**WHAT TO PRODUCE**
Restate the records below exactly. Pictures are not part of the copy.

*** DATA FOR PROCESSING Section Begins ***

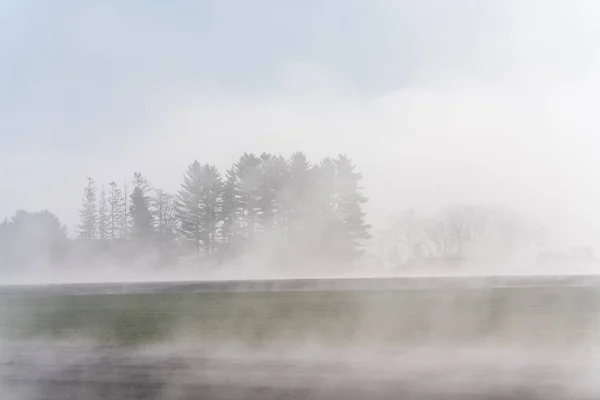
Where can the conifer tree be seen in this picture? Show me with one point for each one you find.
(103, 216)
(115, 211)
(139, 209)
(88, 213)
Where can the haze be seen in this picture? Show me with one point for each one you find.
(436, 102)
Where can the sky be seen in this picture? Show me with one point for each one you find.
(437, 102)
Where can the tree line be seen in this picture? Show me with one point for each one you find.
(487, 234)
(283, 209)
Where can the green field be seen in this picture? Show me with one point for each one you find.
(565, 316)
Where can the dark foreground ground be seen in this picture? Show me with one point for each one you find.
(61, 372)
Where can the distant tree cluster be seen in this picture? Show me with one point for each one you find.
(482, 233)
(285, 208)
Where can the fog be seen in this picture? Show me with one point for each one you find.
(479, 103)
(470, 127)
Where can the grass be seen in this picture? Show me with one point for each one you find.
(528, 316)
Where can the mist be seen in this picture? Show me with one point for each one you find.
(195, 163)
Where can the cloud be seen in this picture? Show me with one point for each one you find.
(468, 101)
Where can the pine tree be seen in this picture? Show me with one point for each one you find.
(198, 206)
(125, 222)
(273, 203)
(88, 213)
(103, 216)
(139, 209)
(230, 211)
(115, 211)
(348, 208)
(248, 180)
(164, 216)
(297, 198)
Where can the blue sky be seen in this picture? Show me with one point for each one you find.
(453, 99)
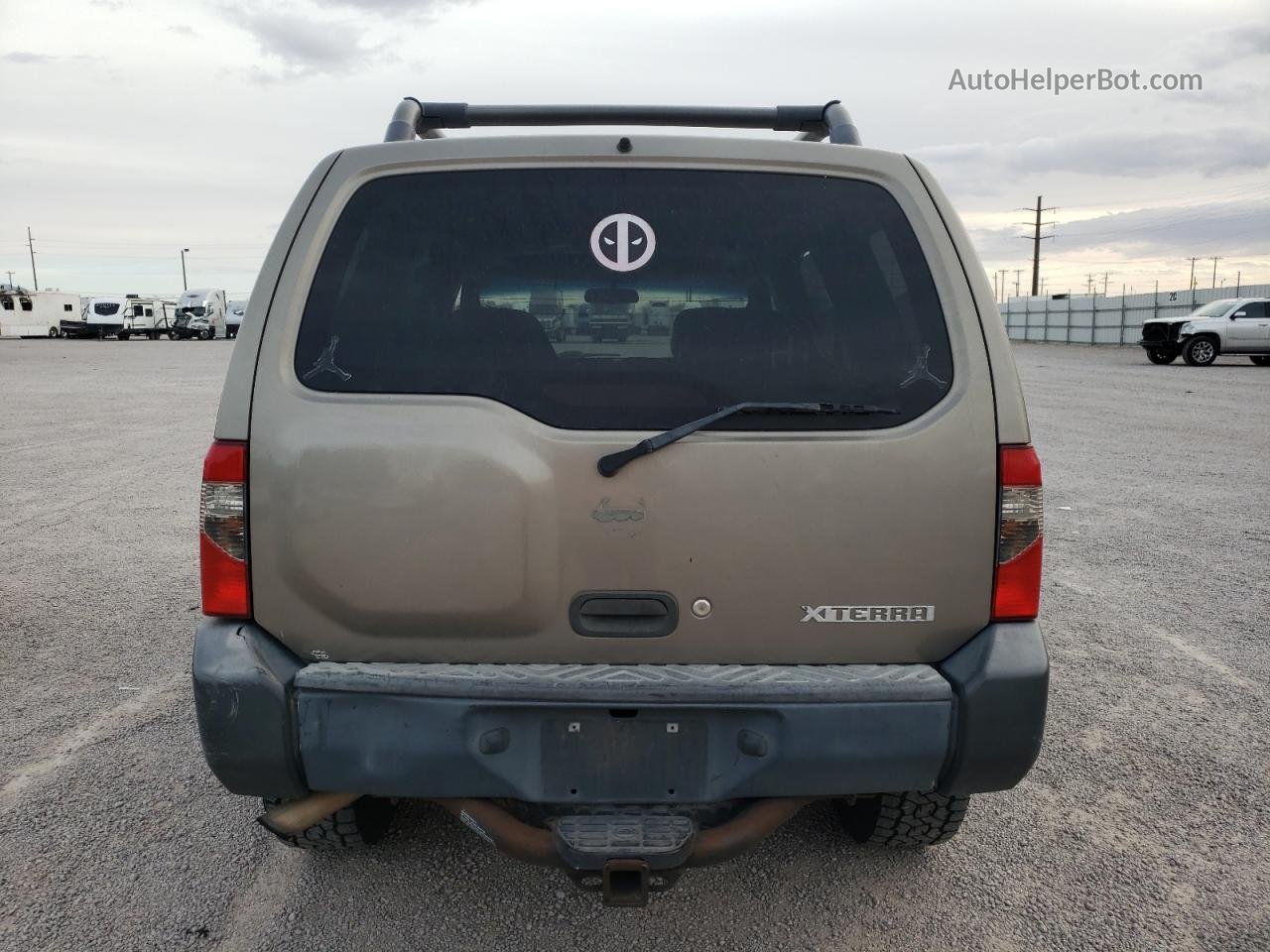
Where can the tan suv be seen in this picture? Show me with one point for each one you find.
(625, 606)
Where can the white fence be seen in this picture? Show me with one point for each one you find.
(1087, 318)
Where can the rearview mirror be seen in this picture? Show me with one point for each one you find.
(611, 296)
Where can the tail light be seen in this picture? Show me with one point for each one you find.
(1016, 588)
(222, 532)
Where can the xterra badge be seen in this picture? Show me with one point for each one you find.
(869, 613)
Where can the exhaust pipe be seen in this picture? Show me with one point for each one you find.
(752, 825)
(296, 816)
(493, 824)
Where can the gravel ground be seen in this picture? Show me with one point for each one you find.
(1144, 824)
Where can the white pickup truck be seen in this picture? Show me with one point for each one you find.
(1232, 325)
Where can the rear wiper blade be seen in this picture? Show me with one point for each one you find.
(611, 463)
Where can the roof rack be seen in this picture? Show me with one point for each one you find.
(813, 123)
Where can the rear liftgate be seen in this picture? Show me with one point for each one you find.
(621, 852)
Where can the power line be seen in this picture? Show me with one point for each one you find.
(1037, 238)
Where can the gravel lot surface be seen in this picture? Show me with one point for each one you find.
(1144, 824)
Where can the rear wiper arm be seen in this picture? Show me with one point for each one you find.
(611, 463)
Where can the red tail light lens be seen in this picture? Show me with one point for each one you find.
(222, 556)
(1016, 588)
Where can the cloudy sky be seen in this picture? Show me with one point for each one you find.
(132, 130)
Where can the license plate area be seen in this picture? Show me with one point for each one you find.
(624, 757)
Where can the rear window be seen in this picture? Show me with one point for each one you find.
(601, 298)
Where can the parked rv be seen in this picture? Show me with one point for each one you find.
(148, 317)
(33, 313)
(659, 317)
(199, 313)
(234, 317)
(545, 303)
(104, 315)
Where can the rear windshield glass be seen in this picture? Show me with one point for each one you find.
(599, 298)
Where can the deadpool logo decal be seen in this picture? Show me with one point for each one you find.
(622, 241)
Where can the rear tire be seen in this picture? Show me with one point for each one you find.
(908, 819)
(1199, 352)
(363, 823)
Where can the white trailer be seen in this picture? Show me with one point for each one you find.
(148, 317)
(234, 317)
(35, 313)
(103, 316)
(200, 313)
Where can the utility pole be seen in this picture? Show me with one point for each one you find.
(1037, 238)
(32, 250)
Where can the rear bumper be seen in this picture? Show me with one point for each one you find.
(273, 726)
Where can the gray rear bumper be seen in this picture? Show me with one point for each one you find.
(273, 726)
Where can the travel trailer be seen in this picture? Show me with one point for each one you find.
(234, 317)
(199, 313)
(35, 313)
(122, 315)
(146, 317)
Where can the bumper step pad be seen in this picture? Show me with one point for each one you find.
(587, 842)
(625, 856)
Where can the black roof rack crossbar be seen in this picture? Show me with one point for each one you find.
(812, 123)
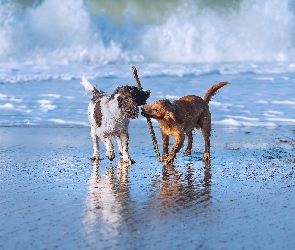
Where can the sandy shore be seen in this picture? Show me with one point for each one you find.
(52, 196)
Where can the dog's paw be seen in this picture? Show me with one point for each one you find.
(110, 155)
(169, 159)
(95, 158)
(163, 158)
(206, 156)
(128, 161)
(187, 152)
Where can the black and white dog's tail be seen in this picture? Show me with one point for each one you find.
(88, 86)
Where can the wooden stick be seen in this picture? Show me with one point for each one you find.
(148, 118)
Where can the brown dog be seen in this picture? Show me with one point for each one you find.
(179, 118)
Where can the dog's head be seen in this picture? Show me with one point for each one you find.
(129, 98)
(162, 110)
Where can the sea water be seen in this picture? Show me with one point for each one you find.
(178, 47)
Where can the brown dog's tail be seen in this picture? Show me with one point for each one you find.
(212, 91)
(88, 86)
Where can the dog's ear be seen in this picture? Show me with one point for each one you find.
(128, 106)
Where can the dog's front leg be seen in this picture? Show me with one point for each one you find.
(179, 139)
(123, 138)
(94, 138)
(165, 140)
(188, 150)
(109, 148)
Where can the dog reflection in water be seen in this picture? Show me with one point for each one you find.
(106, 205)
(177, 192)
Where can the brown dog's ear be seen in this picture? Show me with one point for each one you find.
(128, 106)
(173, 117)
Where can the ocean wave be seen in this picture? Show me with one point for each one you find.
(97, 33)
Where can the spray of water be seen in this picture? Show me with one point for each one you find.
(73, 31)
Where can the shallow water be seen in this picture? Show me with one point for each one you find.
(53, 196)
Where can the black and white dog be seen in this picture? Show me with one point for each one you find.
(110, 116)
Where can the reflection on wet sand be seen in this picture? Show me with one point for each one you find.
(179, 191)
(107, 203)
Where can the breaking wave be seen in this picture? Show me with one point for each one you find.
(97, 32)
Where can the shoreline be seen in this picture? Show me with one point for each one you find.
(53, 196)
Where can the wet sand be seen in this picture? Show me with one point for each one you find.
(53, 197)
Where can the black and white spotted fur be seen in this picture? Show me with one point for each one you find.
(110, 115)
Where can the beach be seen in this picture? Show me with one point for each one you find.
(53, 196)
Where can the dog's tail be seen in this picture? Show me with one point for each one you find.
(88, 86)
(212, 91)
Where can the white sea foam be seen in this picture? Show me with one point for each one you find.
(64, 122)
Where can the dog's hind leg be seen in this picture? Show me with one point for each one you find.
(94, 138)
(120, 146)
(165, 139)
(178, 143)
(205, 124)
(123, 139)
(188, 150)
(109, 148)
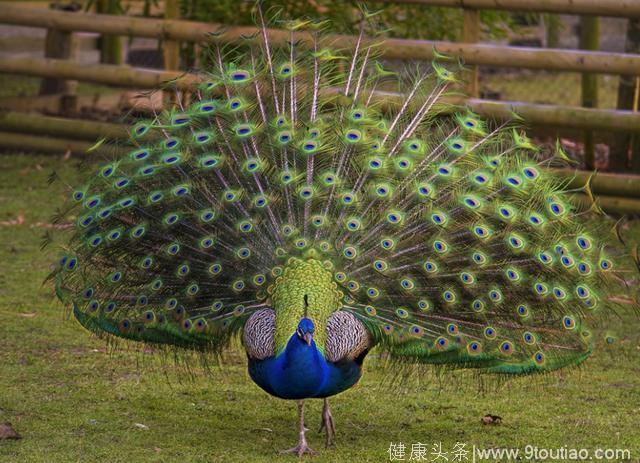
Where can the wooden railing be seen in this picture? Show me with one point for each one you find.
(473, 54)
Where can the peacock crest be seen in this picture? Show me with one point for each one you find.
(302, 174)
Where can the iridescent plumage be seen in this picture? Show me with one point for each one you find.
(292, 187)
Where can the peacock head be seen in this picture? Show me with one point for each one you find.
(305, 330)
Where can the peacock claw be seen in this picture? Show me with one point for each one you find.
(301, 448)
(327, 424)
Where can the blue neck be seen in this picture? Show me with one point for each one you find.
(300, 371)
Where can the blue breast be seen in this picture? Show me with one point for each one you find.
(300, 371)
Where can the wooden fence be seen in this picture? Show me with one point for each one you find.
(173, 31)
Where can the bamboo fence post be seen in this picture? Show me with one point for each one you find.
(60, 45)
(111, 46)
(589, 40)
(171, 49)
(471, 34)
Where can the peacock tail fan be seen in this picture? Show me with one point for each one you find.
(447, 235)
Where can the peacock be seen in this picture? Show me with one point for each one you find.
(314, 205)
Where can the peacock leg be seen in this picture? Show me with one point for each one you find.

*** DATA FOR PROCESSING Section Ends ***

**SOLVED PROBLEM**
Where can the conifer tree be seen in this picture? Show me with one point for each one you find.
(103, 216)
(115, 211)
(139, 209)
(88, 213)
Where can the haze be seen in this picture? Show me with one point for each one you find.
(436, 102)
Where can the sky be seen in this picture? Show me with one point for each one you find.
(437, 102)
Where can the tree line be seen in this picture? Show me with one point for each one you find.
(487, 234)
(283, 209)
Where can the green field be seen in this picture? Show me with one point for each one you find.
(565, 316)
Where can the dark foreground ground be seen in this picture? Show me with one point for each one you find.
(61, 372)
Where can the distant tree cluster be seen in this picture? Show me with one point for each one you find.
(482, 233)
(285, 208)
Where can the fog be seen in this picture? Show me with one point for each one you find.
(479, 103)
(470, 127)
Where can the grass be seen in this picture? Show me with one point for each one you find.
(528, 316)
Where can the mist be seen in this picture? Show me with one point for each one you find.
(195, 163)
Where can the cloud be seen in this picture? Show me with one point for each one you find.
(468, 101)
Where can the pine tree be seen in this picture? Show me with one point for each one you find.
(198, 206)
(125, 222)
(273, 203)
(88, 213)
(103, 216)
(139, 209)
(230, 211)
(115, 211)
(348, 208)
(248, 180)
(164, 216)
(297, 198)
Where can the blue sky be seen in this picture? Show me with one point for each one you find.
(453, 99)
Where can the tan suv be seen in this picture? Show me with one point for each one you find.
(625, 606)
Where can the white fence be seen in this picture? Show me with one point for each one you find.
(1087, 318)
Where can the rearview mirror be seen in this picture? Show me with one point for each one you find.
(611, 296)
Where can the tail light be seen in this picture? Show me with one point for each one you find.
(1016, 588)
(222, 532)
Where can the xterra badge be seen in this picture? Show me with one point for each one you find.
(869, 613)
Where can the exhaust pipe be seen in this picture? Show me with one point for each one you find.
(752, 825)
(296, 816)
(493, 824)
Where can the gravel ground be seen in this picture? Show me with one point for each one you find.
(1144, 824)
Where can the white pickup truck be seen in this picture? Show me with one point for each one you find.
(1232, 325)
Where can the rear wiper blade be seen in this picture? Show me with one point for each one you find.
(611, 463)
Where can the roof rack be seen in this picture? Show me with one point for each one you find.
(813, 123)
Where can the rear liftgate be seen in this picture? Show me with one point for each one you find.
(621, 852)
Where can the power line be seen in this picture? Show me with one point for each one you find.
(1037, 238)
Where can the gravel lot surface be seen in this picture? Show me with one point for each one you find.
(1144, 824)
Where can the rear wiper arm be seen in this picture? Show me with one point for each one you find.
(611, 463)
Where can the red tail light lens be seen in this picture? Show me with one point for each one you find.
(222, 556)
(1016, 588)
Where can the cloudy sky be seen in this picture? Show me with one point for each one you find.
(132, 130)
Where can the license plate area be seen in this picture? Show me with one point for each one you find.
(624, 757)
Where can the rear window be seen in this picture? Show me with one point for each one you find.
(601, 298)
Where can the parked rv be seen in this picture? Show me with one point for each one you find.
(148, 317)
(33, 313)
(659, 317)
(199, 313)
(234, 317)
(545, 303)
(104, 315)
Where can the rear windshield glass be seen in this picture? Show me with one point for each one you find.
(599, 298)
Where can the deadpool logo decal be seen in this picture? Show me with one point for each one you find.
(622, 241)
Where can the rear tire be seen in this picture? Show me with one point for each one you find.
(908, 819)
(1199, 352)
(363, 823)
Where can the white trailer be seen in this picture? Show me with one point for each one you find.
(148, 317)
(234, 317)
(35, 313)
(103, 316)
(200, 313)
Where can the utility pole be seen in this picture? Show me with one point for each one you find.
(1037, 238)
(32, 250)
Where can the rear bumper be seen in this picture? Show me with one point for each one you find.
(273, 726)
Where can the gray rear bumper be seen in this picture? Show me with one point for each one you find.
(273, 726)
Where can the travel trailer be seen in this picture? Show me with one point for each one you find.
(234, 317)
(199, 313)
(35, 313)
(122, 315)
(146, 317)
Where can the bumper step pad be seen in this picture? Show me with one point for each one you find.
(587, 842)
(625, 856)
Where can the black roof rack crossbar be seen in this picture? Show me with one point for each one you find.
(812, 123)
Where can the sandy shore be seen in this picture? Show me with one point for each one you find.
(52, 196)
Where can the dog's paw be seen in this picture? Show me with one point for each one you find.
(110, 155)
(169, 159)
(95, 158)
(163, 158)
(206, 156)
(128, 161)
(187, 152)
Where can the black and white dog's tail be seen in this picture? Show me with one point for each one you find.
(88, 86)
Where can the wooden stick be seen in this picture? Show me with one point for each one you find.
(148, 118)
Where can the brown dog be seen in this picture? Show me with one point for each one you find.
(179, 118)
Where can the dog's head be seen in this picture? Show me with one point for each one you find.
(129, 98)
(162, 110)
Where can the sea water be seen in this picture? Show me with one point for each one you find.
(178, 47)
Where can the brown dog's tail be seen in this picture? Show me with one point for each one you find.
(212, 91)
(88, 86)
Where can the dog's ear be seen in this picture? Show me with one point for each one you find.
(128, 106)
Where can the dog's front leg be seen in this picture? Show me with one point for each one you find.
(179, 139)
(123, 138)
(94, 138)
(165, 140)
(188, 150)
(109, 148)
Where can the dog reflection in water be seen in this picture? Show me with one point for each one you find.
(106, 205)
(177, 192)
Where can the brown dog's ear be seen in this picture? Show me with one point for each one you find.
(128, 106)
(173, 117)
Where can the ocean wave be seen in this picture? Show me with one point for each one you find.
(97, 33)
Where can the spray of water be seen in this picture? Show me with one point for each one you find.
(73, 31)
Where can the shallow water be seen in this picture? Show me with one point for each one you find.
(53, 196)
Where can the black and white dog be seen in this picture? Show me with one point for each one you find.
(110, 116)
Where can the reflection on wet sand be seen in this picture? Show me with one point for each one you find.
(179, 191)
(107, 203)
Where can the breaking wave be seen in this picture? Show me with one point for each one you find.
(97, 32)
Where can the shoreline be seen in this picture? Show me with one point for each one you find.
(53, 196)
Where can the wet sand be seen in this picture? Show me with one point for each one you find.
(53, 197)
Where can the black and white spotted fur be seen in this picture? Show me with one point for each one you find.
(110, 115)
Where can the beach be seen in this picture? Show me with one point for each one you find.
(53, 196)
Where can the dog's tail be seen in this picture? Show me with one point for each one you find.
(88, 86)
(212, 91)
Where can the white sea foam be seen in this picture? Show me with one point for each one you find.
(64, 122)
Where can the dog's hind leg be seen in this picture? Show me with one point for each one you find.
(94, 138)
(120, 146)
(165, 139)
(178, 143)
(205, 124)
(123, 139)
(188, 150)
(109, 148)
Where can the wooden railing be seen in this picture? Show me with one point for each one you find.
(473, 54)
Where can the peacock crest be seen in this picture? Show me with one point for each one you find.
(302, 174)
Where can the iridescent plumage be seen in this picture? Show me with one point for each one you find.
(292, 187)
Where can the peacock head be seen in this picture? Show me with one point for each one you find.
(305, 330)
Where can the peacock claw be seen in this picture? Show me with one point for each one you find.
(301, 448)
(327, 424)
Where can the blue neck be seen in this picture? Show me with one point for each one you find.
(300, 371)
Where can the blue breast be seen in this picture? Show me with one point for each one you find.
(300, 371)
Where can the wooden fence be seen in this picture? Show me with one point for each one you find.
(173, 31)
Where can the bamboo fence post be seen in this picture? Show me with one point for each one you find.
(60, 45)
(111, 46)
(589, 40)
(171, 49)
(471, 34)
Where can the peacock tail fan be seen in this picture? Show me with one point for each one you find.
(447, 235)
Where can the peacock be seen in this picture? Show me with one point for each one you find.
(314, 205)
Where can the peacock leg be seen in this picture? Show me with one point for each one you find.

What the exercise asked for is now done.